» CONSEGNE:
• A. Trascrivi dal testo sui traumi precoci la parte che si apre con le parole contenenti "SOTTOTITOLO: Dopo l’affermazione" e si chiude con "e della neurobiologia.".
• B. Quale approccio sta oggi emergendo, secondo il sottotitolo del testo sui traumi precoci?

» BRANO DEL DOCUMENTO:
====

I traumi precoci e le loro conseguenze

I traumi precoci e le loro conseguenze

SOTTOTITOLO: Dopo l’affermazione dell’approccio pulsionale e dei successivi approcci cognitivo-comportamentali, confrontativi e prescrittivi mirati a produrre ulteriori adattamenti, sta oggi emergendo l’approccio integrativo delle esperienze scisse e dei domini della personalità. Centrale il contributo delle neuroscienze e della neurobiologia.

“In my end is my beginning” (T.Eliot) ovvero: quando tutto va in rovina, è il momento della rinascita. In questo tempo, la crisi antropologica che viviamo, segnata dalle conseguenze più estreme della competizione e della contrapposizione tra singoli, gruppi, culture, ci pone davanti due possibilità: portare fino alla fine la lotta “contro” e perire, oppure ripartire dalle relazioni, dalla cooperazione, fatta di rispetto, reciproca accettazione e comprensione.

Nella mia esperienza, per noi “comuni mortali” tre sono i punti di snodo cruciali.

====

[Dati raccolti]
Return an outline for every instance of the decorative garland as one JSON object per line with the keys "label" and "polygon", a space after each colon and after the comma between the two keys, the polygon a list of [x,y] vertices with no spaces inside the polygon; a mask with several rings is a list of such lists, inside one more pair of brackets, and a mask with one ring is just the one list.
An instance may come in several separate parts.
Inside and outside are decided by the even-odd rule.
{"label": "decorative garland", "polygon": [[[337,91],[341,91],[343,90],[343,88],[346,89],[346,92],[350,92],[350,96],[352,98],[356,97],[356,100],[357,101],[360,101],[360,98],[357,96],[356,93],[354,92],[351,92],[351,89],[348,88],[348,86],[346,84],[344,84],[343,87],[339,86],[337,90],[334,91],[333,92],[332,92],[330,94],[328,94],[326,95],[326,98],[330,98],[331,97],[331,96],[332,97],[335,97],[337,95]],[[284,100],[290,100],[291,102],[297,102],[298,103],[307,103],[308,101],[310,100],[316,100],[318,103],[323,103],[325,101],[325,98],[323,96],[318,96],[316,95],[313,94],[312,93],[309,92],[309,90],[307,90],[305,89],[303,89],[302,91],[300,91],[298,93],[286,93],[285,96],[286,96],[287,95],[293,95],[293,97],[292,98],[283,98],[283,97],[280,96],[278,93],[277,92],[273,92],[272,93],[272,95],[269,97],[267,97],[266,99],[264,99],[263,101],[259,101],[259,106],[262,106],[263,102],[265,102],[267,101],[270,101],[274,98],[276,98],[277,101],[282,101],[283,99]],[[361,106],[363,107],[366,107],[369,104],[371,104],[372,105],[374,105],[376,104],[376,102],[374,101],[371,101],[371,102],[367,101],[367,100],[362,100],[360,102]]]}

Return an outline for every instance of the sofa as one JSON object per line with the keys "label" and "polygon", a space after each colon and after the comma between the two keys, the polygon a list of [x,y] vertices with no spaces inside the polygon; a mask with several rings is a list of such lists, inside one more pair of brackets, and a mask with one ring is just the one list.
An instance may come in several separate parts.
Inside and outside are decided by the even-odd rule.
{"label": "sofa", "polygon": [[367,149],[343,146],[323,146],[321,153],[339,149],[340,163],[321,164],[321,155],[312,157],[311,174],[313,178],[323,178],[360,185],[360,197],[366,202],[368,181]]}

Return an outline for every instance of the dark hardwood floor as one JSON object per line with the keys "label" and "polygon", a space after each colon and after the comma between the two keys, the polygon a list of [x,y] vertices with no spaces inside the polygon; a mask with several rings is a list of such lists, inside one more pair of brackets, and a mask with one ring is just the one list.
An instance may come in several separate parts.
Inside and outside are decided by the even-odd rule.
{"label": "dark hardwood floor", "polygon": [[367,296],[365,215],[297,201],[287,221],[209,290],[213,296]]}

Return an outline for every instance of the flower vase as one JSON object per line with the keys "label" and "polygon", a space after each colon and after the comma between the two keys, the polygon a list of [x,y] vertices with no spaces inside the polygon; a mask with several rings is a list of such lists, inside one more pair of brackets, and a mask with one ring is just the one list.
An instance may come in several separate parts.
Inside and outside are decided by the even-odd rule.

====

» SOLUZIONI:
• A.
SOTTOTITOLO: Dopo l’affermazione dell’approccio pulsionale e dei successivi approcci cognitivo-comportamentali, confrontativi e prescrittivi mirati a produrre ulteriori adattamenti, sta oggi emergendo l’approccio integrativo delle esperienze scisse e dei domini della personalità. Centrale il contributo delle neuroscienze e della neurobiologia.

• B. L'approccio integrativo delle esperienze scisse e dei domini della personalità.